**TAREAS PENDIENTES:**
1) Responde según el fragmento sobre Irán:
(a) ¿Desde qué año, como mínimo, pregonaba Ariel Sharon que había que atacar a Irán?
(b) ¿Qué anchura tiene el estrecho de Ormuz?
(c) ¿Cuántos barriles de petróleo pasan cada día por ese estrecho?
2) Reproduce sin cambios el pasaje del fragmento sobre Irán que comienza con "Hasta hoy. Ahora" y continúa hasta "esto se agotaba.".

Hasta hoy. Ahora sí hay guerra. Algo ha cambiado, y no para mejor. Estamos ante un nuevo mundo en el que ya no vale lo que aprendimos durante décadas de geopolítica, equilibrio mundial y balance de intereses de las grandes potencias. Y este cambio tiene un nombre: Donald Trump.

Porque Benjamin Netanyahu no ha cambiado. Lleva 15 años con la cantinela de que hay que atacar a Irán, y antes que él ya lo pregonaba Ariel Sharon, desde al menos 2002. Siempre con la misma excusa de que Teherán desarrolla armas nucleares, y siempre con el mismo efecto: tener medio hemisferio occidental hablando de choques de civilizaciones y conflictos entre libertad y barbarie, con Israel por supuesto en el bando de los buenos. Era una guerra psicológica, este era su objetivo, y en esto se agotaba.

Yo sabía por qué no podía haber ataque real. Porque la geografía es tozuda e Irán controla el estrecho de Ormuz. Una vía marítima con una anchura de apenas 50 kilómetros, que comunica el Golfo Pérsico con el Océano Índico. Por aquí pasan cada día unos cien buques con un total de 20 millones de barriles de petróleo, principalmente proveniente de Arabia Saudí, Emiratos, Iraq, Kuwait… Es la quinta parte del petróleo que consume el mundo. Si se cierra el Estrecho, el mundo colapsa en cuestión de semanas.

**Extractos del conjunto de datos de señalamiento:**
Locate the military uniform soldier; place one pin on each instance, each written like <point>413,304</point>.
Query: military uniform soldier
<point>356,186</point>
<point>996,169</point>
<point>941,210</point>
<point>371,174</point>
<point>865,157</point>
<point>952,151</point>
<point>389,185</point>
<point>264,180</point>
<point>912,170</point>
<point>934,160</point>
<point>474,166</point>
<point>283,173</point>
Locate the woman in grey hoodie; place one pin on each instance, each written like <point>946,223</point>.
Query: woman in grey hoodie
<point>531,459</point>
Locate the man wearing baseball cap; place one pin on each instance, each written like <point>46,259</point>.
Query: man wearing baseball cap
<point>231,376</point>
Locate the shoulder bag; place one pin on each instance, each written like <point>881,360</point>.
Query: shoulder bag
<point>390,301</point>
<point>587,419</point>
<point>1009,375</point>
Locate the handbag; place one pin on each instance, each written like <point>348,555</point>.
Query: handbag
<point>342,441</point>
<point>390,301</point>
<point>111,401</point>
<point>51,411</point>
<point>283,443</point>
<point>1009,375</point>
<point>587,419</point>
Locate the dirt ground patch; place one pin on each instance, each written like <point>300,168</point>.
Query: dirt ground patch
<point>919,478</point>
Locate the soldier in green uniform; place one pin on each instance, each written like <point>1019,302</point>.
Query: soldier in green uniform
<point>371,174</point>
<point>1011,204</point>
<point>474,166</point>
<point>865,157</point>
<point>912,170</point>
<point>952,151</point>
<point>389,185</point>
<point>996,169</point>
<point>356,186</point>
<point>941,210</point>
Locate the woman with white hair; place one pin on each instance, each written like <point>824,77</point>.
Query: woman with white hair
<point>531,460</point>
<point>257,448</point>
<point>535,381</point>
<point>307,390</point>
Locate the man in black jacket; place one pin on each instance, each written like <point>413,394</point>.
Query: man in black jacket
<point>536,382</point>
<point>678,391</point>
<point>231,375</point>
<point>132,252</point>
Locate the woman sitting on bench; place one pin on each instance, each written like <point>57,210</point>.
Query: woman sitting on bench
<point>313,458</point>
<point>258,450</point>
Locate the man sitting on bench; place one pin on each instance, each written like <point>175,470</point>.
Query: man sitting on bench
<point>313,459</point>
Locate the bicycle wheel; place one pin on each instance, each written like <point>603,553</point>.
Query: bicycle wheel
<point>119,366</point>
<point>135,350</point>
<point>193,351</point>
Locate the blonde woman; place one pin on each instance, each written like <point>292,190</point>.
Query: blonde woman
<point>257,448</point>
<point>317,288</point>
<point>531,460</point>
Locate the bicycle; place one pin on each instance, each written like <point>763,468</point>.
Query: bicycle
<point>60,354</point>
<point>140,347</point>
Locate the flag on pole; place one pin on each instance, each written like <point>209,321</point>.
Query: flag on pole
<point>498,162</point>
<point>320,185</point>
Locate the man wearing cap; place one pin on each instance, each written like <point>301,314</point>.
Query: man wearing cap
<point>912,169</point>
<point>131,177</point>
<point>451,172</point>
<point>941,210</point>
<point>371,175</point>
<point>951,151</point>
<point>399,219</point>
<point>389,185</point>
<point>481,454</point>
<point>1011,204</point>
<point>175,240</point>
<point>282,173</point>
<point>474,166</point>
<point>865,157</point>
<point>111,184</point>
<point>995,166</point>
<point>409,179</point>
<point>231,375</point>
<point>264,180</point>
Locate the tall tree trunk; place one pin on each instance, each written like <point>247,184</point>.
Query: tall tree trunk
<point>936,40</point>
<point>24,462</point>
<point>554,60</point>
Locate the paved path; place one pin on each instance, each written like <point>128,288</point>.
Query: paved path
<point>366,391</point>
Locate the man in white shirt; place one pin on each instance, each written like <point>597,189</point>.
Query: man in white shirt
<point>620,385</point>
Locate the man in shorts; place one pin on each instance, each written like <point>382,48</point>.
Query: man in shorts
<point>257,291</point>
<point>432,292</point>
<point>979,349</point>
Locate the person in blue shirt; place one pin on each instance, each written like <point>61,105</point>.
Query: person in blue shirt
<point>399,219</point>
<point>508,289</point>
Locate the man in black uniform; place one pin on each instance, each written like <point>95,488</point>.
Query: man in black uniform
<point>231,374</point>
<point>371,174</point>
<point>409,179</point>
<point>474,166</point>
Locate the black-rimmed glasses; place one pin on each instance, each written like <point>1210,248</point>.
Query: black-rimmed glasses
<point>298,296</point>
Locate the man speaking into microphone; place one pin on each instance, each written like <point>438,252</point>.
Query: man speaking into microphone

**RESPUESTAS POR TAREA:**
1)
(a) Desde 2002.
(b) Apenas 50 kilómetros.
(c) Unos 20 millones de barriles.

2)
Hasta hoy. Ahora sí hay guerra. Algo ha cambiado, y no para mejor. Estamos ante un nuevo mundo en el que ya no vale lo que aprendimos durante décadas de geopolítica, equilibrio mundial y balance de intereses de las grandes potencias. Y este cambio tiene un nombre: Donald Trump.

Porque Benjamin Netanyahu no ha cambiado. Lleva 15 años con la cantinela de que hay que atacar a Irán, y antes que él ya lo pregonaba Ariel Sharon, desde al menos 2002. Siempre con la misma excusa de que Teherán desarrolla armas nucleares, y siempre con el mismo efecto: tener medio hemisferio occidental hablando de choques de civilizaciones y conflictos entre libertad y barbarie, con Israel por supuesto en el bando de los buenos. Era una guerra psicológica, este era su objetivo, y en esto se agotaba.